Testo di riferimento
----------------
Garibaldi e Sívori, due anime guardinghe e girovaghe, osannate per motivi molto simili ma che più difformi non potrebbero essere al di qua e al di là dell’oceano, avrebbero in realtà moltissimi altri elementi in comune, dalla folta capigliatura leggermente fuori moda al rapporto particolare con la città di Torino, polo refrattario per Giuseppe quanto attrattivo per Omar. Forse è bene però tralasciare le gesta eroiche di uno dei “Padri della Patria” e focalizzare queste brevi considerazioni su uno dei giocatori migliori e più discussi che l’inesauribile scuola argentina abbia regalato al calcio italiano.

Sivori con il Pallone d’oro

Omar Enrique Sívori arrivò alla corte degli Agnelli e della Juve nell’estate del ’57, poco prima di compiere 22 anni ma, nonostante l’età verdissima, non si può certo sostenere che quello dei bianconeri fosse una scommessa, un investimento solo in prospettiva. El Cabezon, chioma e proporzione tra testa e corpo spiegano a sufficienza l’epiteto, sbarcò qui infatti da giocatore affermato, quasi da stella già molto brillante. Così come i connazionali Angelillo, destinato all’Inter, e Maschio, accasatosi a Bologna. Erano tre dei famosi cinque Angeli dalla faccia sporca, gli altri due erano Corbatta e Cruz, che formavano la prima linea della Albiceleste argentina che vinse la Coppa América del 1957.
----------------
Consegna 1
Trascrivi il passo del brano su Sívori partendo dalle parole "Garibaldi e Sívori, due" e fermandoti dopo le parole "al calcio italiano.".
Consegna 2
Secondo il brano su Sívori, in quale città si accasò Maschio?
Consegna 3
Indica se ciascuna delle seguenti affermazioni concorda con il brano su Sívori, rispondendo sì o no e citando alla lettera le parole decisive: (a) Sívori arrivò alla Juve nell’estate del ’57; (b) Angelillo fu destinato al Bologna; (c) Corbatta e Cruz facevano parte dei cinque Angeli dalla faccia sporca.

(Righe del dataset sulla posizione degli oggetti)
----------------
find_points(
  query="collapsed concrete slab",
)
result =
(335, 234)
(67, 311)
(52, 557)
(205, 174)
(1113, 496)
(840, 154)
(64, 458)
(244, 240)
----------------
Risposta corretta 1
Garibaldi e Sívori, due anime guardinghe e girovaghe, osannate per motivi molto simili ma che più difformi non potrebbero essere al di qua e al di là dell’oceano, avrebbero in realtà moltissimi altri elementi in comune, dalla folta capigliatura leggermente fuori moda al rapporto particolare con la città di Torino, polo refrattario per Giuseppe quanto attrattivo per Omar. Forse è bene però tralasciare le gesta eroiche di uno dei “Padri della Patria” e focalizzare queste brevi considerazioni su uno dei giocatori migliori e più discussi che l’inesauribile scuola argentina abbia regalato al calcio italiano.

Risposta corretta 2
Maschio si accasò a Bologna.

Risposta corretta 3
(a) Sì: «arrivò alla corte degli Agnelli e della Juve nell’estate del ’57».
(b) No: «Angelillo, destinato all’Inter».
(c) Sì: «gli altri due erano Corbatta e Cruz».